**Data shown:**
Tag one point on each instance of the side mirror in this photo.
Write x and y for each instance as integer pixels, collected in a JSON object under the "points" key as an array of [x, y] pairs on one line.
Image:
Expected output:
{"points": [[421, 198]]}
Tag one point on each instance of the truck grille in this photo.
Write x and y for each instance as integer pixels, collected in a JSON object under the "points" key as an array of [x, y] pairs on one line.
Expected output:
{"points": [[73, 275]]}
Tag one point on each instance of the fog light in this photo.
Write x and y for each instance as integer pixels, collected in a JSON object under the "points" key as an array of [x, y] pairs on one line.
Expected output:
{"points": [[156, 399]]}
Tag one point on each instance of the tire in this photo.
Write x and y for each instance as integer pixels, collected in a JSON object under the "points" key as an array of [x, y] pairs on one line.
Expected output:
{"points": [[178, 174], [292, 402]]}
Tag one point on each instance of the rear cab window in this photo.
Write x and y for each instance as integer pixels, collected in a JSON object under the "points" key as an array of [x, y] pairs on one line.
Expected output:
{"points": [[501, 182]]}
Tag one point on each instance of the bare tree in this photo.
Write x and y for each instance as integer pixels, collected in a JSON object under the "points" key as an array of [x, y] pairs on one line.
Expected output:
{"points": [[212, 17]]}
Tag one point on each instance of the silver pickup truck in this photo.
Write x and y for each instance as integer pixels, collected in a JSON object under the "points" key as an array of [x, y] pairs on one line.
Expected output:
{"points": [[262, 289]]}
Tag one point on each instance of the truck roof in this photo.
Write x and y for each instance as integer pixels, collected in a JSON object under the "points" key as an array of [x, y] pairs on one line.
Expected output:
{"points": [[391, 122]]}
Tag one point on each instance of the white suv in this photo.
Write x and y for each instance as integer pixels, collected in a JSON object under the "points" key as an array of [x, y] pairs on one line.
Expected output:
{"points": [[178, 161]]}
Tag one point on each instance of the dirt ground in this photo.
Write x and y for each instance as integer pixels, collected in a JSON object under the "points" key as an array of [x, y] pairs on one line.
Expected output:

**Exercise prompt:**
Keep every word intact and transcribe the records in full.

**Task response:**
Tag one point on each instance of the side mirror in this photo.
Write x and y for each instance as integer pixels, collected in a JSON object under the "points" key as an array of [x, y] pairs on one line.
Image:
Expected output:
{"points": [[421, 198]]}
Tag one point on each instance of the truck grille in this photo.
Write x and y for each instance as integer pixels, collected in a JSON object under the "points" key as an array of [x, y] pairs on one line.
Expected output:
{"points": [[73, 275]]}
Tag one point on each instance of the fog light in this photo.
Write x and y for each instance as integer pixels, collected in a JSON object under the "points" key as an array of [x, y] pairs on one line.
Expected output:
{"points": [[156, 399]]}
Tag one point on each instance of the tire in this photo.
Write x and y for each instance as integer pixels, collected in a JSON object under the "points" key as an array of [x, y] pairs on one line.
Expected output:
{"points": [[178, 174], [292, 402]]}
Tag one point on each instance of the rear cab window in this photo.
Write x and y for each instance as integer pixels, collected in a JSON object under the "points" key as an array of [x, y] pairs on one line.
Expected output:
{"points": [[501, 182]]}
Tag one point on each instance of the bare tree in this photo.
Write x and y for each instance as integer pixels, collected in a JSON object under the "points" key as an array of [x, y] pairs on one line.
Expected output:
{"points": [[212, 17]]}
Tag one point on each instance of the silver pickup truck in this photo.
Write x and y for each instance as integer pixels, collected in a JSON object under the "points" key as an array of [x, y] pairs on one line.
Expected output:
{"points": [[262, 289]]}
Tag one point on each instance of the truck roof in this photo.
Write x and y for each instance as integer pixels, collected in a JSON object under the "points" key as an array of [x, y] pairs on one line.
Expected output:
{"points": [[391, 122]]}
Tag one point on each instance of the white suv in this photo.
Write x and y for each instance as integer pixels, collected in a JSON object under the "points" key as an array of [x, y] pairs on one line.
Expected output:
{"points": [[178, 161]]}
Tag one point on each instance of the dirt ground in this photo.
Write x and y for each instance as integer pixels, collected in a JSON object under the "points" key as an array of [x, y] pairs on one line.
Expected output:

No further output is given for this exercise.